(Reading text)
▼
Yup don’t miss that place one bit!
CRUSH BABY! CRUSH!!!
Just what we need more apartments; yay.. Good luck when the sewer and water systems fail..
I don’t like to see Fiesta closing stores. Their merchandise is inexpensive and if you’re adventurous, their meat department offers things few other big grocery chains offer. They are the antithesis of Whole Foods in the best (and yes, sometimes worse) possible way. I always loved how you could use their carts to walk your groceries home at the 14th/Studewood location. Talk about pedestrian-friendly!
@Anse – “I always loved how you could use their carts to walk your groceries home at the 14th/Studewood location.”
The Fiesta knowingly allowed this? Most stores call this theft.
@Walt, I wouldn’t say they “knowingly allow” it, but both that store and the one of 23rd have a driver with a pickup that goes around and collects the carts from the neighborhood almost daily. If you see an orphan cart on your street, you just call the store manager and they send the truck out right away.
@walt Somey grocery stores pay people to ride around apartment complexes collecting carts in the AM. I see them all the time.
Can’t wait to see the MMMM.
(Marvy’s Montrose Mediterranean Monstrosity.)
▲
(Objectives)
A. In the comment thread, why does the commenter in the fourth comment dislike seeing Fiesta close stores? Answer in one to three sentences.
B. Swap "carts" for "trolleys" in the comment thread, then write out the stretch from "Yup don’t miss" through "Talk about pedestrian-friendly!".

Entries from a dataset:
▼
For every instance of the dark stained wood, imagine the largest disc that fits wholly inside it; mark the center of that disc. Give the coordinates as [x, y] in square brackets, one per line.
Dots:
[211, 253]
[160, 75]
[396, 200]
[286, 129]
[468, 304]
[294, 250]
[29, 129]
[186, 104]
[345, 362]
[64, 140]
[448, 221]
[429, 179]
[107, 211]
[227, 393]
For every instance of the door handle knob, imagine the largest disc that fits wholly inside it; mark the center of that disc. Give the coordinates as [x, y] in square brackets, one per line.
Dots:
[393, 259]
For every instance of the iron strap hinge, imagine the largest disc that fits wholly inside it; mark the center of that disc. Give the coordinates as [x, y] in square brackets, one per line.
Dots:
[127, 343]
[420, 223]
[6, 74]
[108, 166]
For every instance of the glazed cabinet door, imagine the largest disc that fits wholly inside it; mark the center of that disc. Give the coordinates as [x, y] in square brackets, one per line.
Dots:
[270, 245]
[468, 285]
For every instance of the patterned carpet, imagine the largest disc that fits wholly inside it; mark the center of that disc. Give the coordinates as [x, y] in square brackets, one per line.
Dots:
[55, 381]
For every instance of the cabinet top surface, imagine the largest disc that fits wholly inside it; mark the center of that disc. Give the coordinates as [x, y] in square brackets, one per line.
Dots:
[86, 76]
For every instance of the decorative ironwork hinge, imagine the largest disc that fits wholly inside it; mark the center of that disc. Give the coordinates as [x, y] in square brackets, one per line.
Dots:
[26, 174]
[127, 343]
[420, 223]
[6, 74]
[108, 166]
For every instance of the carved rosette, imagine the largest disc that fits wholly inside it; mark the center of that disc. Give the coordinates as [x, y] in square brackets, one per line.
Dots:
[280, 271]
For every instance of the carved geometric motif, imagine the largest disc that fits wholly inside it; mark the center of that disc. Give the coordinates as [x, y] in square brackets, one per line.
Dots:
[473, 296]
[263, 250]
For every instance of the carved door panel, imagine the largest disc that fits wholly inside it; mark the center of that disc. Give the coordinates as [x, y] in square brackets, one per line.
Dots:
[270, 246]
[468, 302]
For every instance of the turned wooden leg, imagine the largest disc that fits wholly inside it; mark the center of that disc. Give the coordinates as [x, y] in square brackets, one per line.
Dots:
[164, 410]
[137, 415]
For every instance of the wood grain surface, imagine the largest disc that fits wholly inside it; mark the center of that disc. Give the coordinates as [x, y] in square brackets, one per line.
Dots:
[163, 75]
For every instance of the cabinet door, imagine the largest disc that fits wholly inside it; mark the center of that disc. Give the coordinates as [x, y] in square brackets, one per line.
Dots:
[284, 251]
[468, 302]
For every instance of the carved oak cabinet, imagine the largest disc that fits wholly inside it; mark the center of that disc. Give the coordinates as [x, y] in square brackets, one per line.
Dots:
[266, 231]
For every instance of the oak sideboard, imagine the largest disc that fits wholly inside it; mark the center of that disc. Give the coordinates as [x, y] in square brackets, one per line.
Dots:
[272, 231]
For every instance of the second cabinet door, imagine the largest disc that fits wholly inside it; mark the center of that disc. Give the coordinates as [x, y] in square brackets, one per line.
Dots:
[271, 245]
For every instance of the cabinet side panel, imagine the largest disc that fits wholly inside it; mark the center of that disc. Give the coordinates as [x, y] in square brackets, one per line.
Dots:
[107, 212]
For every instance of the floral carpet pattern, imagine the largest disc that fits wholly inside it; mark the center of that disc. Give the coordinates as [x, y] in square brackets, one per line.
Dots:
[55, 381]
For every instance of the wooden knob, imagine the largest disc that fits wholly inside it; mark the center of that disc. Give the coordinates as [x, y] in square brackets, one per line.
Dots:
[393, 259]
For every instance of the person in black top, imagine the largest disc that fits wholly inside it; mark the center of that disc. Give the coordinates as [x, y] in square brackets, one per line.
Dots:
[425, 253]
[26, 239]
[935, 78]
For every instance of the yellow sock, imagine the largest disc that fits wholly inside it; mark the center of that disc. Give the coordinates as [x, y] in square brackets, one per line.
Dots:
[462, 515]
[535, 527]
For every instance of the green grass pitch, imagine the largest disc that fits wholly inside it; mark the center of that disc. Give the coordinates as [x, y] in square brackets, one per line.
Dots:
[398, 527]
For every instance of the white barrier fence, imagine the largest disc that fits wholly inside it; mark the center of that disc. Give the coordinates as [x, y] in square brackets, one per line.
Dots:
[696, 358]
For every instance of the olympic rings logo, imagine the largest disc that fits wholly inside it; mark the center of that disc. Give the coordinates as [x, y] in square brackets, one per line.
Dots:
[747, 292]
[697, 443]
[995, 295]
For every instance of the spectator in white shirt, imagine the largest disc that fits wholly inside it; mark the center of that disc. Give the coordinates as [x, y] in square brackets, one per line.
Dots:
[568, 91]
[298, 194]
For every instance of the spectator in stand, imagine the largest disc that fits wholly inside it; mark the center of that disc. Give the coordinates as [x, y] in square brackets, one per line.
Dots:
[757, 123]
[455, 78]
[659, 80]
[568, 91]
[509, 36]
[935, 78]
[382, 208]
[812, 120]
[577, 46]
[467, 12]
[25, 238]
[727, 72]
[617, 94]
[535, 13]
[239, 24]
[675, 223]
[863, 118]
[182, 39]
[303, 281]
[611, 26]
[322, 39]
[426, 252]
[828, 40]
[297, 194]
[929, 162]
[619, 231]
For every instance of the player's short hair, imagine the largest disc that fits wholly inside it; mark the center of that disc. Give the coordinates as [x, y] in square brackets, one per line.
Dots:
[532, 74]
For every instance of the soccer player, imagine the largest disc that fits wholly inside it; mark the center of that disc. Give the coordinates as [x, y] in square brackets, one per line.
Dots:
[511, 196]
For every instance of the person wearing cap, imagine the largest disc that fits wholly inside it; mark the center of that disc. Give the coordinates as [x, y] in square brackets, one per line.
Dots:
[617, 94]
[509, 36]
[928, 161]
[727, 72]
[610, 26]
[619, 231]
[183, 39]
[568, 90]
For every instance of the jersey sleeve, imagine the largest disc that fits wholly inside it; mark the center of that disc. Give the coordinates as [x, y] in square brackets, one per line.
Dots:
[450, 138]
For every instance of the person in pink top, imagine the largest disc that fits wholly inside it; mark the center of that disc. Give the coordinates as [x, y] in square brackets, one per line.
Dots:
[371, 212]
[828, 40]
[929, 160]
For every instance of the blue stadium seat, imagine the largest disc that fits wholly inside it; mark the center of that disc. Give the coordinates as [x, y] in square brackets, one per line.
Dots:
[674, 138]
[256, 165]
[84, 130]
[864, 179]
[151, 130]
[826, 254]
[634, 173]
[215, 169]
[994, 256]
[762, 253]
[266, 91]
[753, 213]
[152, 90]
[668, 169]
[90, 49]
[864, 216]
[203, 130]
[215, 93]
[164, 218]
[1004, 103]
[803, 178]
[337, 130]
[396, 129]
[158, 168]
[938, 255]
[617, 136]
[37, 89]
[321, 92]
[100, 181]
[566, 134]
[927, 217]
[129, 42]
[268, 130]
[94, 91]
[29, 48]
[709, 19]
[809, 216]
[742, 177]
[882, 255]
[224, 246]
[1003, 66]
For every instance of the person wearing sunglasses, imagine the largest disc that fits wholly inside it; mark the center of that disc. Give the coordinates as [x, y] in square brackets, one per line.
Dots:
▲
(Final results)
A. The commenter says Fiesta's merchandise is inexpensive. For adventurous shoppers, its meat department offers things that few other big grocery chains offer.

B.
Yup don’t miss that place one bit!
CRUSH BABY! CRUSH!!!
Just what we need more apartments; yay.. Good luck when the sewer and water systems fail..
I don’t like to see Fiesta closing stores. Their merchandise is inexpensive and if you’re adventurous, their meat department offers things few other big grocery chains offer. They are the antithesis of Whole Foods in the best (and yes, sometimes worse) possible way. I always loved how you could use their trolleys to walk your groceries home at the 14th/Studewood location. Talk about pedestrian-friendly!